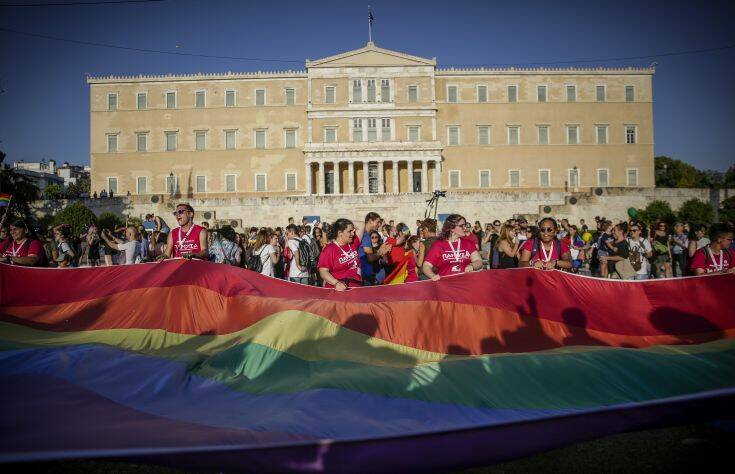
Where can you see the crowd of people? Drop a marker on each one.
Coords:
(342, 254)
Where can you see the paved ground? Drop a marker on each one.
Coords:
(694, 448)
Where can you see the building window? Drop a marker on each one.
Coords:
(600, 93)
(260, 182)
(201, 184)
(229, 98)
(514, 135)
(630, 134)
(329, 95)
(142, 141)
(371, 90)
(481, 93)
(142, 101)
(484, 178)
(290, 96)
(572, 134)
(290, 138)
(330, 134)
(452, 94)
(543, 134)
(453, 135)
(372, 130)
(629, 93)
(385, 130)
(483, 135)
(514, 177)
(171, 141)
(112, 101)
(230, 139)
(170, 100)
(199, 99)
(112, 143)
(455, 178)
(171, 184)
(385, 90)
(357, 130)
(632, 176)
(544, 178)
(573, 178)
(290, 181)
(230, 183)
(414, 133)
(413, 94)
(260, 139)
(513, 93)
(541, 93)
(357, 90)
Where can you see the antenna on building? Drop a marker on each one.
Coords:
(370, 24)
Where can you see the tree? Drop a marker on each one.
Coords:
(696, 212)
(52, 191)
(109, 220)
(657, 211)
(77, 215)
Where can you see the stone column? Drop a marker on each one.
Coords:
(395, 178)
(307, 178)
(337, 178)
(381, 184)
(350, 188)
(424, 176)
(410, 176)
(321, 178)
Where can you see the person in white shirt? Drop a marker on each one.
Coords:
(639, 244)
(131, 246)
(296, 272)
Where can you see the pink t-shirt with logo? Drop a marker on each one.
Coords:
(343, 262)
(451, 258)
(186, 242)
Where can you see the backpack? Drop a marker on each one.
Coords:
(537, 242)
(255, 262)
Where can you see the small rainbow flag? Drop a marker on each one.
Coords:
(197, 364)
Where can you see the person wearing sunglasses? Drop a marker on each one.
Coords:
(546, 252)
(188, 240)
(453, 252)
(715, 257)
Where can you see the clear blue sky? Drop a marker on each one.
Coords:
(44, 109)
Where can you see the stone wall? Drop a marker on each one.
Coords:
(611, 202)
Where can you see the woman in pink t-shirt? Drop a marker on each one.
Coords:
(452, 252)
(339, 262)
(546, 252)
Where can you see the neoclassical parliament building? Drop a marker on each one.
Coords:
(372, 121)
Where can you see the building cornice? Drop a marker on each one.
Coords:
(516, 71)
(198, 77)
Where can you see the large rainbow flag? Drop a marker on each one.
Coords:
(213, 367)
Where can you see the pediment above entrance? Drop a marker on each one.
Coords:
(371, 55)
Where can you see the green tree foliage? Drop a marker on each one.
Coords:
(695, 211)
(657, 211)
(52, 191)
(77, 215)
(109, 220)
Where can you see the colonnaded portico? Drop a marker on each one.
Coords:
(347, 168)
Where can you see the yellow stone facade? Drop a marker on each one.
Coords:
(371, 121)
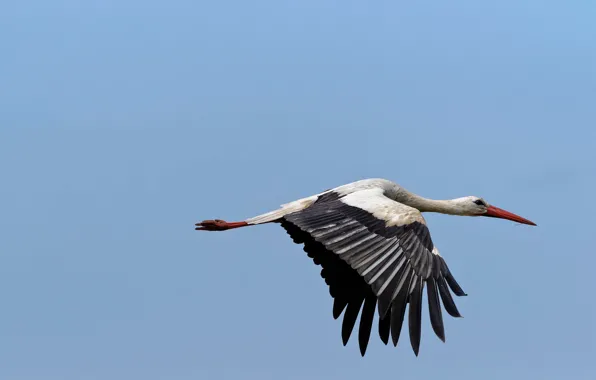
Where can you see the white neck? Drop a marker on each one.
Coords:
(450, 206)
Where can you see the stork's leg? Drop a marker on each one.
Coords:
(218, 225)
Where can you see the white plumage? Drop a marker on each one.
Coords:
(376, 252)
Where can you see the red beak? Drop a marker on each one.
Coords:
(496, 212)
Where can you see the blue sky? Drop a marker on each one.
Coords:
(122, 123)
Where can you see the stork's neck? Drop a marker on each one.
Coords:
(428, 205)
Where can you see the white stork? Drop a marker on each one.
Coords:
(374, 247)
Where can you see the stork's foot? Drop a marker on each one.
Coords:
(218, 225)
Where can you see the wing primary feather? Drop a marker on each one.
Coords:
(434, 309)
(339, 304)
(415, 316)
(387, 295)
(398, 308)
(385, 328)
(350, 317)
(451, 280)
(447, 299)
(366, 320)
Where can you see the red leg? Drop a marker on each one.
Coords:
(218, 225)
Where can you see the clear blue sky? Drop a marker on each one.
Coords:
(122, 123)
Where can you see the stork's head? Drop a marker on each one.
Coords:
(474, 206)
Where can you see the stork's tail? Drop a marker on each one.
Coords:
(269, 217)
(218, 225)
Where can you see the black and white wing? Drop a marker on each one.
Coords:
(375, 251)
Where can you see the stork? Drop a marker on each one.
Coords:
(375, 250)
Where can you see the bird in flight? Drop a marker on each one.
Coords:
(376, 253)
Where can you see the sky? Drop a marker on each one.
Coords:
(122, 123)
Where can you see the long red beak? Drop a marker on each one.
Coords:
(496, 212)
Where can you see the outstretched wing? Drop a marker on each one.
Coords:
(375, 251)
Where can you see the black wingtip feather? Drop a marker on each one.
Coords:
(385, 328)
(434, 309)
(398, 310)
(415, 316)
(366, 320)
(350, 319)
(457, 290)
(339, 305)
(448, 302)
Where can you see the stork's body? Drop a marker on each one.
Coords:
(376, 252)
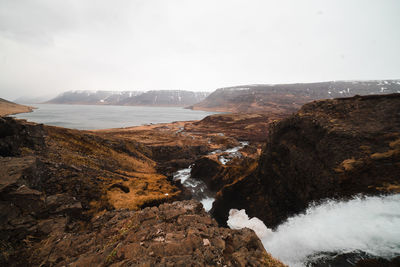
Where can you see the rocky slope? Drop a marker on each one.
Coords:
(329, 149)
(8, 108)
(132, 98)
(288, 98)
(71, 197)
(178, 234)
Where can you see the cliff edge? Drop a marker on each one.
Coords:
(329, 149)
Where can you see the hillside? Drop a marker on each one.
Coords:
(8, 108)
(288, 98)
(329, 149)
(130, 98)
(75, 198)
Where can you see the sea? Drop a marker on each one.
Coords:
(91, 117)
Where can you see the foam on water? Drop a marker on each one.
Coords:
(368, 224)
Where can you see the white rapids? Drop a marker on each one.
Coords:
(362, 224)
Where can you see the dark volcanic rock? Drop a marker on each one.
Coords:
(288, 98)
(133, 98)
(177, 234)
(329, 149)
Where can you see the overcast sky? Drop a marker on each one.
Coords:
(50, 46)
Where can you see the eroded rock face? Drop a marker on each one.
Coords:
(329, 149)
(177, 234)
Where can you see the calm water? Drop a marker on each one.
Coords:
(89, 117)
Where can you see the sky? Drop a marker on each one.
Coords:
(51, 46)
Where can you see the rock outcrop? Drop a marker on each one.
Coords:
(74, 198)
(8, 108)
(177, 234)
(130, 98)
(329, 149)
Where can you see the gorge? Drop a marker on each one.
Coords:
(115, 194)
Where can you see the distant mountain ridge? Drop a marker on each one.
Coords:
(287, 98)
(130, 98)
(9, 108)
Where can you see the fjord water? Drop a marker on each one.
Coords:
(90, 117)
(363, 225)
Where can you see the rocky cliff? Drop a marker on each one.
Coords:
(329, 149)
(130, 98)
(76, 198)
(288, 98)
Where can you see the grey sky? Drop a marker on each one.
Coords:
(50, 46)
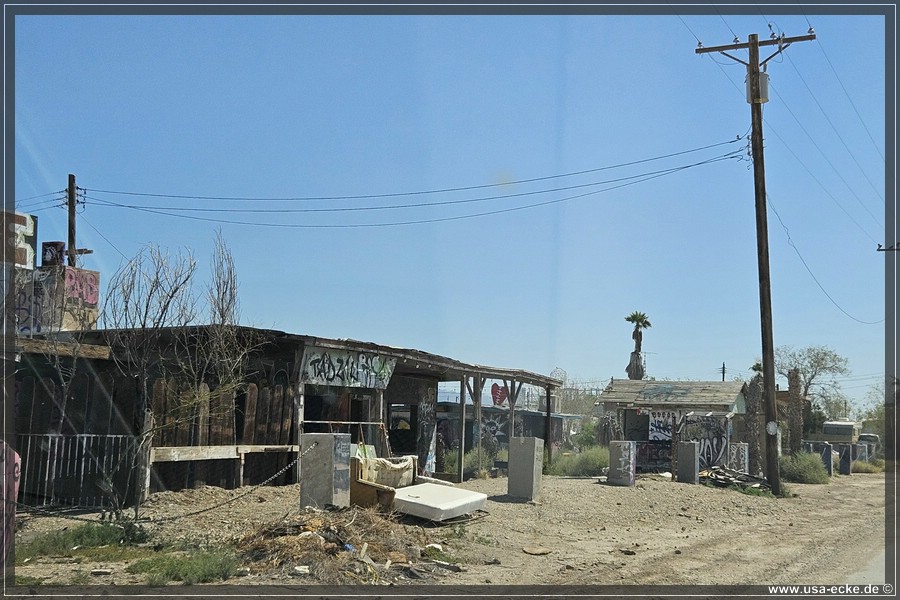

________________

Prompt
Only one stretch of the data above is needed. Restate it word for word, from the line containing "Where can you see the distant" through the line containing "Where can you see the rocky cliff?", both ends included.

Response to this task
Where can you see the distant mountain ridge? Drop a marker on each one.
Coords:
(287, 98)
(130, 98)
(9, 108)
Where can you see the fjord water? Drop a marker on each one.
Coords:
(90, 117)
(363, 225)
Where can you see the rocky cliff? Drop a marker on each one.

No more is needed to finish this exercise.